What is required:
Format the rows below as a JSON list of strings, one string for each line, omitting any blank lines.

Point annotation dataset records
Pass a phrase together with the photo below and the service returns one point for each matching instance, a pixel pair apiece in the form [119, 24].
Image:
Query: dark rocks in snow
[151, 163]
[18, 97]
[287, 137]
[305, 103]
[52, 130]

Response to this exercise:
[
  "Pass a phrase together with the photo below and the service returns one point for each matching instance, a pixel pair apiece in the form [119, 24].",
  "Image:",
  "Query: dark rocks in snow",
  "[151, 163]",
  "[18, 97]",
  "[287, 137]",
  "[305, 103]",
  "[52, 130]"
]